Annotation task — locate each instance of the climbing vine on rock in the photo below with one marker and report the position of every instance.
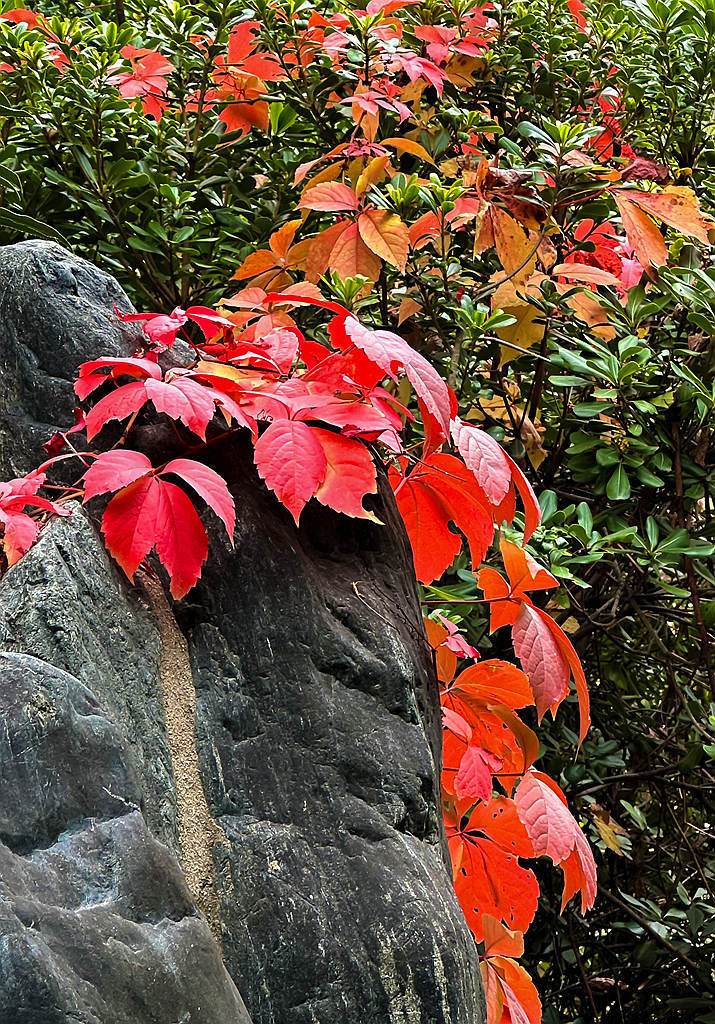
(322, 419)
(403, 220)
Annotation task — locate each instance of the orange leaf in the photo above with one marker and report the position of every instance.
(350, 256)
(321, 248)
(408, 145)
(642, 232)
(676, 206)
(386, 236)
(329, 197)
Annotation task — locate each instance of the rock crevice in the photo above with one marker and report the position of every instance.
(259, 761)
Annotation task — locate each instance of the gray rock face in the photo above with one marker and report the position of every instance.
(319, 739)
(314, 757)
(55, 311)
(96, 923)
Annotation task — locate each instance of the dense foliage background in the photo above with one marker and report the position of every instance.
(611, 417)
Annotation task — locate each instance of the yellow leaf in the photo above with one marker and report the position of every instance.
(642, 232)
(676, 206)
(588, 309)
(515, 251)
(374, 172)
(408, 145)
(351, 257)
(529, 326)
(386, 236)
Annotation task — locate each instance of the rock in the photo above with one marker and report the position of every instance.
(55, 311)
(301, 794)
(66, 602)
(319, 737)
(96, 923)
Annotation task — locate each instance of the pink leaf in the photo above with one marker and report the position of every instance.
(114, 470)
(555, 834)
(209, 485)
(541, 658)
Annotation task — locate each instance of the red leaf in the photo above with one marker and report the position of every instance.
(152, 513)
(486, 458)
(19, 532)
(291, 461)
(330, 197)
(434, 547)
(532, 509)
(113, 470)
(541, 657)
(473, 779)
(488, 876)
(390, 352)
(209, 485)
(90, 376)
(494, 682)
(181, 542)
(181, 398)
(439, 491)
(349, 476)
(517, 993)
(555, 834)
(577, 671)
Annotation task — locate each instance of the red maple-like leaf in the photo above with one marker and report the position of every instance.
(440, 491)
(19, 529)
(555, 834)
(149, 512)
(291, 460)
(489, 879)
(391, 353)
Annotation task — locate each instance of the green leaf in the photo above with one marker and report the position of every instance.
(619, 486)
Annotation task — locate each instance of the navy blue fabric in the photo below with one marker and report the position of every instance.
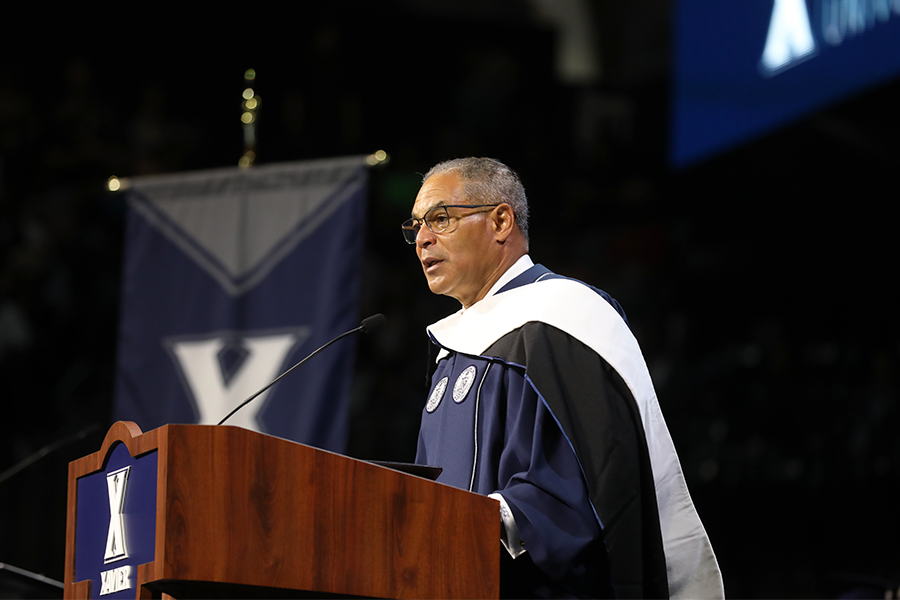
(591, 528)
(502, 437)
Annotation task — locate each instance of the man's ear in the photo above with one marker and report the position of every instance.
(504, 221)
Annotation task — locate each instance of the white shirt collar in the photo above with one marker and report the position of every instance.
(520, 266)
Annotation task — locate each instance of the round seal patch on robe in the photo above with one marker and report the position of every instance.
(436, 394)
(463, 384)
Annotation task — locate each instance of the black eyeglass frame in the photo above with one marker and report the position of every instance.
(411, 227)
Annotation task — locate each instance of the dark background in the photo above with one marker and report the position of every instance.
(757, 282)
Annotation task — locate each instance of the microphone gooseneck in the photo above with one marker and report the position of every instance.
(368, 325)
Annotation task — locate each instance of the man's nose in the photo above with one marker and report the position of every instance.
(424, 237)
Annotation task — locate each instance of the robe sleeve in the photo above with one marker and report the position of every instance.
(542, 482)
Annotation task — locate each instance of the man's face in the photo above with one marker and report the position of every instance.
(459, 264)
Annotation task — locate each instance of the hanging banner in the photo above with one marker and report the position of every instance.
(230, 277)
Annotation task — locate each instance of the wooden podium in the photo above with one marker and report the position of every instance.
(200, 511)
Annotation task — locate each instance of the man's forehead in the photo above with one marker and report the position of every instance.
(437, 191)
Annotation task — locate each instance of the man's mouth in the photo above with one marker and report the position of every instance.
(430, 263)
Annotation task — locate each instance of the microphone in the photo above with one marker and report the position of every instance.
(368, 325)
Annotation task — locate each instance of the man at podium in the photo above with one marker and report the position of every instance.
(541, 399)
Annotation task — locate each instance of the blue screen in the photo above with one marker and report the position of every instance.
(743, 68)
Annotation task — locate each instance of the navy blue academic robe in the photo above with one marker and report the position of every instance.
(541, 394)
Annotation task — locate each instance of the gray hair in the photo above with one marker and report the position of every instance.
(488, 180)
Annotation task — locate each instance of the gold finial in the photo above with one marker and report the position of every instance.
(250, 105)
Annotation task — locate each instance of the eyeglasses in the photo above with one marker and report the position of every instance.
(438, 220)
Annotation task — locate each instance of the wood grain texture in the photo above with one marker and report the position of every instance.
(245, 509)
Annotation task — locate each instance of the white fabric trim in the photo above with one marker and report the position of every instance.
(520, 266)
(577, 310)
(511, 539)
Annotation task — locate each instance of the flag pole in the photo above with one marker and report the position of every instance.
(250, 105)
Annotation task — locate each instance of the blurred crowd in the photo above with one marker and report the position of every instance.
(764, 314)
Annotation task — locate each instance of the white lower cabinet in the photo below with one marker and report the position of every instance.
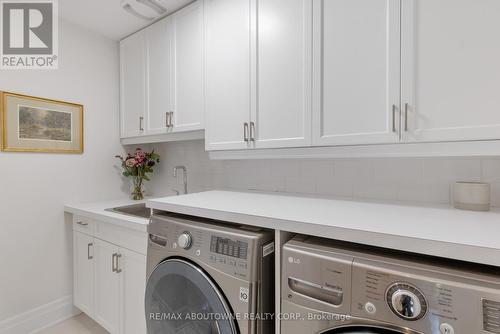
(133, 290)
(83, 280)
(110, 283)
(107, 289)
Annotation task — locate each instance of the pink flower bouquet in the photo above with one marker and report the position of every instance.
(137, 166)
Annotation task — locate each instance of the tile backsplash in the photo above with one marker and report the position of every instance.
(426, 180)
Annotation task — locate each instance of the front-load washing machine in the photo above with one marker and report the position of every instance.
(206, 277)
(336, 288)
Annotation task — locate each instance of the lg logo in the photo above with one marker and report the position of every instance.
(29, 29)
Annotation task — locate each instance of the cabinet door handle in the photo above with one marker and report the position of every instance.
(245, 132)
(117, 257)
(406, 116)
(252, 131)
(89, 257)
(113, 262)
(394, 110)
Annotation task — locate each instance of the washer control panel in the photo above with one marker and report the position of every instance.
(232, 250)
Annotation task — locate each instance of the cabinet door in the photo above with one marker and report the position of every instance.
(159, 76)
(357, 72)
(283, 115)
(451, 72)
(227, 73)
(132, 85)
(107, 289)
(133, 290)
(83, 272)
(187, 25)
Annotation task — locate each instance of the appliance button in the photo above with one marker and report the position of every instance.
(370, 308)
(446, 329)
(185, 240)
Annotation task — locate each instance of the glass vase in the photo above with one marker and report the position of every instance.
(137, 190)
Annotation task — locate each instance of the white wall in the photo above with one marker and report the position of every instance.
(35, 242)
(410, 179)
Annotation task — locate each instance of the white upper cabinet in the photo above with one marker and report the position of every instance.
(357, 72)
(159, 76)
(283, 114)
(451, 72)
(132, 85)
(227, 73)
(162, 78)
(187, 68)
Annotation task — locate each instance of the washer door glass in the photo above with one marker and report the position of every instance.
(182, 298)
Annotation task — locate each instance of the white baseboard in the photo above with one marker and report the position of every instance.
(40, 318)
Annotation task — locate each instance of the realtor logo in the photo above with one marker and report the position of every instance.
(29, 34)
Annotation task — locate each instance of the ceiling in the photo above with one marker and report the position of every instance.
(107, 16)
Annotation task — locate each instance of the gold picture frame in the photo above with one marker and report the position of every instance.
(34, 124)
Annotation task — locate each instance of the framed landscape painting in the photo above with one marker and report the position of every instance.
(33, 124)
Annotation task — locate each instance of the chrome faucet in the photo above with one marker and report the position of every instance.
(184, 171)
________________________
**WHAT IS EXPECTED**
Every line above should be reproduced exactly, please, with no pictures included.

**YOUR SOLUTION**
Annotation task — locate each instance of the climbing vine on rock in the photo below with one marker and report the position of every instance.
(322, 419)
(403, 220)
Annotation task — locate each instance of the orange leaf in the photo above with one marker and report the position of every instance.
(350, 256)
(321, 248)
(408, 145)
(642, 232)
(676, 206)
(386, 236)
(329, 197)
Annotation task — locate each instance of the rock crevice in the photo above with one marker and report the position of every instance.
(259, 761)
Annotation task — locate each instance of the gray rock face in the photo above with one marker and report the position of every instance.
(319, 739)
(314, 757)
(55, 311)
(96, 923)
Annotation task — locate each instance of the dense foliage background in the photo above with one marker and report the position of every instance.
(611, 417)
Annotation task — locate each instance of the yellow leaf in the photo above with one marker and report the position of every instance.
(642, 232)
(676, 206)
(588, 309)
(515, 251)
(374, 172)
(408, 145)
(351, 257)
(529, 326)
(386, 236)
Annotation task — locate each instance of the rock in the photo above with one marker and report the position of every instance.
(55, 311)
(301, 794)
(66, 602)
(319, 737)
(96, 923)
Annotation task — locate each instance of the pink leaf in the photo above with one marker and report the position of every instance.
(114, 470)
(555, 834)
(209, 485)
(541, 658)
Annotation task — locate each instance of the red leaf in the photo above with one marker and report the position of every instance.
(152, 513)
(486, 458)
(19, 532)
(291, 461)
(330, 197)
(434, 547)
(532, 509)
(113, 470)
(541, 657)
(473, 779)
(488, 876)
(390, 352)
(209, 485)
(90, 376)
(494, 682)
(181, 542)
(181, 398)
(439, 491)
(349, 476)
(517, 993)
(555, 834)
(577, 671)
Annotation task — locate each instance of the red maple-like leaf in the photo above with one marker and report the position of every instance.
(440, 491)
(19, 529)
(555, 834)
(149, 512)
(291, 460)
(489, 879)
(391, 353)
Annotation task — locate each instance of the green leaf in the photo above with one marker and report the position of every instance.
(619, 486)
Annotation task — locate each instance of the navy blue fabric in the photo below with one marker and report the position of every instance.
(591, 528)
(502, 437)
Annotation task — locate each instance of the man's ear in the photo above with one marker and report the position of every instance.
(504, 221)
Annotation task — locate each instance of the white shirt collar in the photo above with one marker and report the position of every instance.
(520, 266)
Annotation task — locate each instance of the round seal patch on robe in the photo above with one marker and report the position of every instance.
(436, 394)
(463, 384)
Annotation task — locate each instance of the black eyeglass frame in the photo above with one marker and report the position of every instance.
(411, 227)
Annotation task — locate each instance of the dark background in the photo above with one marker and report the position of every instance.
(757, 282)
Annotation task — locate each instance of the microphone gooseneck in the photo above with one marker and report the position of every instance.
(368, 325)
Annotation task — locate each instance of the man's nose in the photo above with one marker and report the position of every instance.
(424, 237)
Annotation task — locate each instance of the robe sleeve in the photo above with one marker and report the position of every instance.
(542, 482)
Annotation task — locate each instance of the man's face in the photo above with one marker and report the position of every instance.
(459, 264)
Annotation task — locate each instance of the hanging banner in the photo above with one marker and report the position of every instance.
(230, 277)
Annotation task — locate each instance of the wooden podium in the photo above with one marker and report the position of every instance.
(200, 511)
Annotation task — locate each instance of the man's forehead in the photo above with one marker and report the position of every instance.
(437, 191)
Annotation task — locate each instance of the man's mouth in the photo above with one marker and report the position of every instance.
(430, 263)
Annotation task — locate each instance of the microphone in the photo above with one marker and report the position of every instance.
(368, 325)
Annotation task — locate each instance of the man at podium in the photo above with one marker and report the position of every instance.
(541, 399)
Annotation task — locate each instance of the blue screen in the photo above with one marker and report the position of every instance.
(743, 68)
Annotation task — locate each instance of the navy blue academic robe in the photo above with one marker and report the position of every instance.
(541, 394)
Annotation task — locate each instance of the gray hair in the photo above with one marker and report the position of every instance.
(488, 180)
Annotation task — locate each instance of the gold finial in the photo above with one marker and report the position of every instance.
(250, 105)
Annotation task — locate each instance of the eyeglasses in the photo above with one marker and report the position of every instance.
(438, 220)
Annotation task — locate each instance of the wood grain texture in the photo above with one marker and report the position of every instance.
(245, 509)
Annotation task — locate each instance of the white fabric trim in the photo above with one marker and report the position of every instance.
(520, 266)
(577, 310)
(511, 539)
Annotation task — locate each instance of the flag pole in the photo above with one marker and report the position of every instance.
(250, 105)
Annotation task — locate each instance of the blurred crowd in the photo above with one marker and report the position of every instance.
(764, 314)
Annotation task — locate each instance of the white lower cabinet in the photo below with one marker and report the position of every instance.
(133, 290)
(83, 280)
(110, 283)
(107, 289)
Annotation task — locate each instance of the pink flower bouquet in the photo above with one marker and report the position of every instance.
(137, 166)
Annotation task — locate each instance of the tile backsplash in the photo above with one marker and report the position of every instance.
(426, 180)
Annotation task — locate each instance of the front-load washing machine in the photo above with one marker and report the position of every instance.
(206, 277)
(336, 288)
Annotation task — locate each instance of the lg logo in the photo above with one marker and report the position of every instance.
(29, 29)
Annotation task — locate each instance of the cabinet door handle in the photo above with one marker and report the position of every instance.
(245, 132)
(117, 257)
(406, 116)
(252, 131)
(89, 257)
(113, 262)
(394, 110)
Annotation task — locate each instance of the washer control panel in the photo above with one marker and report the position of every instance.
(232, 250)
Annotation task — locate each instance of the cabinet door in the photo above with one marker and report the position of every instance.
(159, 76)
(357, 72)
(283, 115)
(451, 72)
(227, 73)
(132, 85)
(107, 289)
(133, 290)
(83, 272)
(187, 25)
Annotation task — locate each instance of the appliance button in the photo above with one marker and report the position of every instance.
(370, 308)
(446, 329)
(185, 240)
Annotation task — locate each instance of the glass vase in the photo above with one marker and report the position of every instance.
(137, 190)
Annotation task — locate each instance of the white wall in the photo above with one marker and report the position of every instance.
(35, 242)
(410, 179)
Annotation task — locate each instance of the white upper cabinet in the photo above with one marker and report the position of every instance.
(357, 72)
(159, 76)
(283, 114)
(451, 72)
(132, 85)
(227, 73)
(162, 78)
(187, 68)
Annotation task — locate each instance of the washer door glass in the photo above with one marker and report the position of every instance.
(182, 298)
Annotation task — locate each instance of the white baseboard in the photo above with one marker and report the position of every instance.
(40, 318)
Annotation task — locate each instance of the realtor logo in the photo above with one marker and report the position of every instance.
(29, 34)
Annotation task — locate each instance of the ceiling in the photo above with one marker and report the position of every instance.
(107, 16)
Annotation task — locate each instance of the gold picture frame in the photo above with one marker and report the position of every instance.
(34, 124)
Annotation task — locate each instance of the framed landscape painting in the photo above with one marker and report the position of every instance.
(33, 124)
Annotation task — locate each instance of the chrome faucet in the photo above with one marker and report the position of every instance.
(184, 171)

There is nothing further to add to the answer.